# Exercise objective:
Among the entries below, take the line with "Spot man in black shirt in this frame." and the line with "Spot black t-shirt in this frame.", and output them and every line between them exactly, with nothing else.

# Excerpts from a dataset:
--- START ---
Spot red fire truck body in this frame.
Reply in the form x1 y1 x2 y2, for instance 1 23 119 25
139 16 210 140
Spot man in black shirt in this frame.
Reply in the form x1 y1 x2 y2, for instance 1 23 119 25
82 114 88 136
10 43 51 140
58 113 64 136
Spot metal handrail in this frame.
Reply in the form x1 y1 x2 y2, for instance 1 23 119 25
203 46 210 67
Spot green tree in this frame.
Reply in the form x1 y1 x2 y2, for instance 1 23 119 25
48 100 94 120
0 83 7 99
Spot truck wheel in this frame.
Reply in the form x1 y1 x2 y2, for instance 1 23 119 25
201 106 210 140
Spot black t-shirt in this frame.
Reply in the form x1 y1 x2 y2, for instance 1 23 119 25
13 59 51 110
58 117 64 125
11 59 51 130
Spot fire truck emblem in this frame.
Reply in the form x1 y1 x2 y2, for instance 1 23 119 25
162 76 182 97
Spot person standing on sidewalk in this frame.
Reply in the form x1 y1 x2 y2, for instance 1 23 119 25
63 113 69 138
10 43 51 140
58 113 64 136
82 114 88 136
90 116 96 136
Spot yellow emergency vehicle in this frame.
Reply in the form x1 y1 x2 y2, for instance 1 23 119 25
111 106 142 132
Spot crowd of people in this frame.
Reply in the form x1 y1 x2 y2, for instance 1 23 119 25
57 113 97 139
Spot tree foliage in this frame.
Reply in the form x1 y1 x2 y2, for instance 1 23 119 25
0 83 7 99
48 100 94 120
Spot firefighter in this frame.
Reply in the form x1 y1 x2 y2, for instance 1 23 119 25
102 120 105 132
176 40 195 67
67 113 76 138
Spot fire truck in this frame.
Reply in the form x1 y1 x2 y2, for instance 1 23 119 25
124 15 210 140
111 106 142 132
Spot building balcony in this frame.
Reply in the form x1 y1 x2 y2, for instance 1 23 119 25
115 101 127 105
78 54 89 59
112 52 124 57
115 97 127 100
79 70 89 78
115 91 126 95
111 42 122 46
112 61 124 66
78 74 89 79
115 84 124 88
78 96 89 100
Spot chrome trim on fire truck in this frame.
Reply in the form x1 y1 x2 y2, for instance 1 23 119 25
--- END ---
# Solution to the exercise:
Spot man in black shirt in this frame.
Reply in the form x1 y1 x2 y2, for instance 1 23 119 25
82 114 88 136
10 43 51 140
58 113 64 136
Spot metal handrail in this frame.
Reply in the form x1 y1 x2 y2, for instance 1 23 119 25
203 46 210 67
Spot green tree in this frame.
Reply in the form x1 y1 x2 y2, for instance 1 23 119 25
48 100 94 120
0 83 7 99
Spot truck wheel in this frame.
Reply in the form x1 y1 x2 y2, for instance 1 23 119 25
201 106 210 140
Spot black t-shirt in this frame.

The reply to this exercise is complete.